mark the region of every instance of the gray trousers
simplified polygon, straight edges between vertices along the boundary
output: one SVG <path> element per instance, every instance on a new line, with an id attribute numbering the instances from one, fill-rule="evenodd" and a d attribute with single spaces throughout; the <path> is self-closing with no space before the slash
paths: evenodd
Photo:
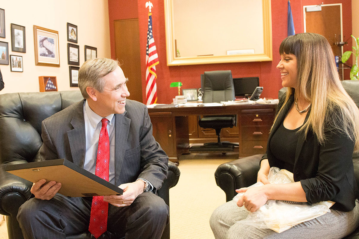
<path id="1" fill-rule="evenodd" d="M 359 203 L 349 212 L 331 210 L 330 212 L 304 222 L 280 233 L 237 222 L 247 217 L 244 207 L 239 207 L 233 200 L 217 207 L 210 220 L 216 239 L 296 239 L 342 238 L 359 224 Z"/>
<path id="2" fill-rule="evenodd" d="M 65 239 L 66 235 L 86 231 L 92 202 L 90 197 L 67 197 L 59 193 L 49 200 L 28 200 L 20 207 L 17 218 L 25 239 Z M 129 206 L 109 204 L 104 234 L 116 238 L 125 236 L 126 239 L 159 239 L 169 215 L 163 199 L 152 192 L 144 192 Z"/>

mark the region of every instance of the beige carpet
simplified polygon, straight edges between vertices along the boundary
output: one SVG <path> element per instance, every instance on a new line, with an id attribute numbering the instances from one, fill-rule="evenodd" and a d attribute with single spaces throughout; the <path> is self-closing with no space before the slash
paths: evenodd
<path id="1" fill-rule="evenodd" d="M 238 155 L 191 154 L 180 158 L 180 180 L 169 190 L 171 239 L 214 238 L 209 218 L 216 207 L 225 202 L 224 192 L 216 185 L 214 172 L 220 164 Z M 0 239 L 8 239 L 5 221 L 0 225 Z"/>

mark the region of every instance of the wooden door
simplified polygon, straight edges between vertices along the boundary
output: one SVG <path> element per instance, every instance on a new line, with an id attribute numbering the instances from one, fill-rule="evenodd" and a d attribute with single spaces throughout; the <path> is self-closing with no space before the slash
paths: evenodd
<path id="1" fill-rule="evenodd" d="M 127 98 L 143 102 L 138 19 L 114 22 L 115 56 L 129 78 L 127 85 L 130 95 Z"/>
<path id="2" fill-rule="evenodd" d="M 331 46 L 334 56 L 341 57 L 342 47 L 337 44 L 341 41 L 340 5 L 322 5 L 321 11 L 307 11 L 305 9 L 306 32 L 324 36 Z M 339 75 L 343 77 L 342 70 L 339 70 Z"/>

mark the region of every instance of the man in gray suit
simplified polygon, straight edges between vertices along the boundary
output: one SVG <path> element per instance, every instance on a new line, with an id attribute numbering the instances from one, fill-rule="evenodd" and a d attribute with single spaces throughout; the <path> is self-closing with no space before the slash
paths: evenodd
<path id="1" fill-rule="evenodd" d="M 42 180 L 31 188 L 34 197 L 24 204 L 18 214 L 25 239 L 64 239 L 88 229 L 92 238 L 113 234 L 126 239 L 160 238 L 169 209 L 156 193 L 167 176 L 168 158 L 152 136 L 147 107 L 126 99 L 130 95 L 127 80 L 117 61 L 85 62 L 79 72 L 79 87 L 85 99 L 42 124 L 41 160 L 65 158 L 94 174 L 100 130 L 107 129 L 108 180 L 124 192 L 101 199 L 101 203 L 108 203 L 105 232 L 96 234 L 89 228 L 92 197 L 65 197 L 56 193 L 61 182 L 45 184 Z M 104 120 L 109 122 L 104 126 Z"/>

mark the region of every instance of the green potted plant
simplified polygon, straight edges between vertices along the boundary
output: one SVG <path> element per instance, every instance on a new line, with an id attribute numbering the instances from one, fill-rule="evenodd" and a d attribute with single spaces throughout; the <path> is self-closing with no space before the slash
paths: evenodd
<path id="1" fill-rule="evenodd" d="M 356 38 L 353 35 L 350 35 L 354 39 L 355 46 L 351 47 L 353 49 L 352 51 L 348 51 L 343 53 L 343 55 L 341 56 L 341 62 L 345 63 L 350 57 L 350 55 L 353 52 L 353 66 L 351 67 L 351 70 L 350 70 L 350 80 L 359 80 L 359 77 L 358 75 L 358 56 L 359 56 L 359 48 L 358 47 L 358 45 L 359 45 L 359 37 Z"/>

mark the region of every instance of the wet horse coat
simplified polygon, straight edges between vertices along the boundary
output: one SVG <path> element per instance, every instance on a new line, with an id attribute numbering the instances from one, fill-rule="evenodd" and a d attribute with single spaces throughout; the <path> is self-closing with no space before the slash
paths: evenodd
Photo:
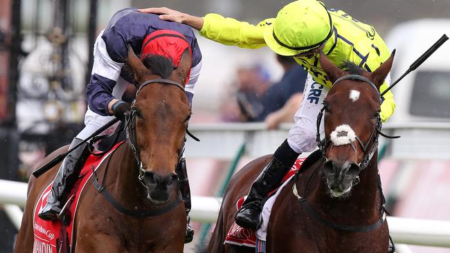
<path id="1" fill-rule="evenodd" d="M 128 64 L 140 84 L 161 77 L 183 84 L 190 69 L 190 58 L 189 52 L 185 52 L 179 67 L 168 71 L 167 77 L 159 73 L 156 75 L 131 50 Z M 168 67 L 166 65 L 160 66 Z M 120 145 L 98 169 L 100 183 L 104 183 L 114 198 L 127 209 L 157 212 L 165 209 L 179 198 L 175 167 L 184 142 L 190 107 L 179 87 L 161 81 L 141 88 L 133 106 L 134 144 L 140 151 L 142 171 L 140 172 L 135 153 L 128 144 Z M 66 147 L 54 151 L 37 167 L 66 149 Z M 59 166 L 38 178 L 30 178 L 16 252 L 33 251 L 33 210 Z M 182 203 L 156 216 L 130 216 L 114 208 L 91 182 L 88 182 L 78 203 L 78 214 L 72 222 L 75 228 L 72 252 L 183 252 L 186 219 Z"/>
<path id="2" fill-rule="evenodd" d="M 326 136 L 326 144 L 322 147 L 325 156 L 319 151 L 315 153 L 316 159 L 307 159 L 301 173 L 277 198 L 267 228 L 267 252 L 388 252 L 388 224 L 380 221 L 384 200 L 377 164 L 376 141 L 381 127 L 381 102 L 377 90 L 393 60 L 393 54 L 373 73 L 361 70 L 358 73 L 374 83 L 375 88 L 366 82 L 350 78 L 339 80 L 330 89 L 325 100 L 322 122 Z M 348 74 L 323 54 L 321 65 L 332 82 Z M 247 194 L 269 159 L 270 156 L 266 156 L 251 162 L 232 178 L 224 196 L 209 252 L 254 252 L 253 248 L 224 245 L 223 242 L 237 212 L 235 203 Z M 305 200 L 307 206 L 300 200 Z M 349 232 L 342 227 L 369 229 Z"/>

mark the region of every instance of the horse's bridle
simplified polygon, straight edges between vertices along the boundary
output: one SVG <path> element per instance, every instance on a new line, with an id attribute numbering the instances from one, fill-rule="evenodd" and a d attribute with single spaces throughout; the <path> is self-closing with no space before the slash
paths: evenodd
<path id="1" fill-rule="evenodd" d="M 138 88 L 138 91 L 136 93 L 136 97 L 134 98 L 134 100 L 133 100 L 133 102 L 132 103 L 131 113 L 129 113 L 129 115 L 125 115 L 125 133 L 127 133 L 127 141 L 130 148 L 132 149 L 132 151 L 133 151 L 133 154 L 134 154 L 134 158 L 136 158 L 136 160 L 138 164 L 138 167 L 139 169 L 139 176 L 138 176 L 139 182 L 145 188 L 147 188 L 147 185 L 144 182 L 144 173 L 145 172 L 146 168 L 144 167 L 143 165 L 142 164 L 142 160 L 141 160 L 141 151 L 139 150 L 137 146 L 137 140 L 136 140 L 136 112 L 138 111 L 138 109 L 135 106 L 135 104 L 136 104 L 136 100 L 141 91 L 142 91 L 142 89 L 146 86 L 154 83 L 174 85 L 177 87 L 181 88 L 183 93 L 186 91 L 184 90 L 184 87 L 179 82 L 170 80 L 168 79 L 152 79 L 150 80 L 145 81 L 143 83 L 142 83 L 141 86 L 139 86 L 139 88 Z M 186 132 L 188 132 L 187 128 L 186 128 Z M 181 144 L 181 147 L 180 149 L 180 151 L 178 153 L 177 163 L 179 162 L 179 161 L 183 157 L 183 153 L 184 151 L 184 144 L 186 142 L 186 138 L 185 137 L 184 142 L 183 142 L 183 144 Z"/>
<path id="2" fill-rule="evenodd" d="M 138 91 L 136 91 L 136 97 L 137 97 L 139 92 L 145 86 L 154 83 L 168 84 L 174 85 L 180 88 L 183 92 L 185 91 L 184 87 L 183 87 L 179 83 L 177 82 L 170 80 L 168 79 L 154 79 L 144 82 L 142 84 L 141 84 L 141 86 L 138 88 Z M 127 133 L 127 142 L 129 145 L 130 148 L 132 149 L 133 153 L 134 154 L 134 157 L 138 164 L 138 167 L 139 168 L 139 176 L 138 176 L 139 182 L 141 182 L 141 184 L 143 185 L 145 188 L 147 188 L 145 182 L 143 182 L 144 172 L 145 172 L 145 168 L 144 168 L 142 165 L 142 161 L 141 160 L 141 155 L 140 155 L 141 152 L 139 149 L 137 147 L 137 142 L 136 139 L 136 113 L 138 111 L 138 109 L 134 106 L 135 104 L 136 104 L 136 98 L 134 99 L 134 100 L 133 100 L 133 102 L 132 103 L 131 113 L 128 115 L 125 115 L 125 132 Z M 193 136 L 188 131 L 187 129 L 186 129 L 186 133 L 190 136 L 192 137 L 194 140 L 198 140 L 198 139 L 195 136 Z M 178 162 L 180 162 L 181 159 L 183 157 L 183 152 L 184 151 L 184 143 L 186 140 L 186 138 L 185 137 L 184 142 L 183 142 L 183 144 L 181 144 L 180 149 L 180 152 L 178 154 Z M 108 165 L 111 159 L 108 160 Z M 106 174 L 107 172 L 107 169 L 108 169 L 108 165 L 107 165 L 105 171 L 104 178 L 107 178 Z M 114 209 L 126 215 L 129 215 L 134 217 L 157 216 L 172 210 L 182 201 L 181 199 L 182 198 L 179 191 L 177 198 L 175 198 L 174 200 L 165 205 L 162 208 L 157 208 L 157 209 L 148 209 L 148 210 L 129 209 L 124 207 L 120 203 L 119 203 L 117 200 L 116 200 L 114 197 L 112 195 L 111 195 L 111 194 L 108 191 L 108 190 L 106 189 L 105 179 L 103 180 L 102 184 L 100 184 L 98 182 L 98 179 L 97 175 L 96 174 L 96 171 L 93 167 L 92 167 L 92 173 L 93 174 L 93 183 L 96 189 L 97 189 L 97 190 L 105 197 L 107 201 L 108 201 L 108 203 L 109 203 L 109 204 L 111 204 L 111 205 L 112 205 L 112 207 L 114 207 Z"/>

━━━━━━━━━━━━━━━━━━━━━━━━━━━━━━

§ TASK REQUIREMENTS
Turn the data from the line with "mark the region of every instance of the green" through the line with "356 38 L 353" into a Markdown table with two columns, Row and Line, giving each line its own numbered row and leaving out blank lines.

§ SOLUTION FOR THIS TASK
| Row | Line |
|---|---|
| 1 | mark the region of every instance of the green potted plant |
| 2 | simplified polygon, straight edges between vertices along the boundary |
| 3 | output: one SVG <path> element per instance, every instance on a new line, with an id attribute numbering the instances from one, fill-rule="evenodd" and a d attribute with single spaces throughout; the <path> is self-closing with no space before the slash |
| 4 | paths: evenodd |
| 5 | <path id="1" fill-rule="evenodd" d="M 356 38 L 353 35 L 350 35 L 354 39 L 355 46 L 351 47 L 353 49 L 352 51 L 348 51 L 343 53 L 343 55 L 341 56 L 341 62 L 345 63 L 350 57 L 350 55 L 353 52 L 353 66 L 351 67 L 351 70 L 350 70 L 350 80 L 359 80 L 359 77 L 358 75 L 358 56 L 359 56 L 359 48 L 358 47 L 358 45 L 359 45 L 359 37 Z"/> |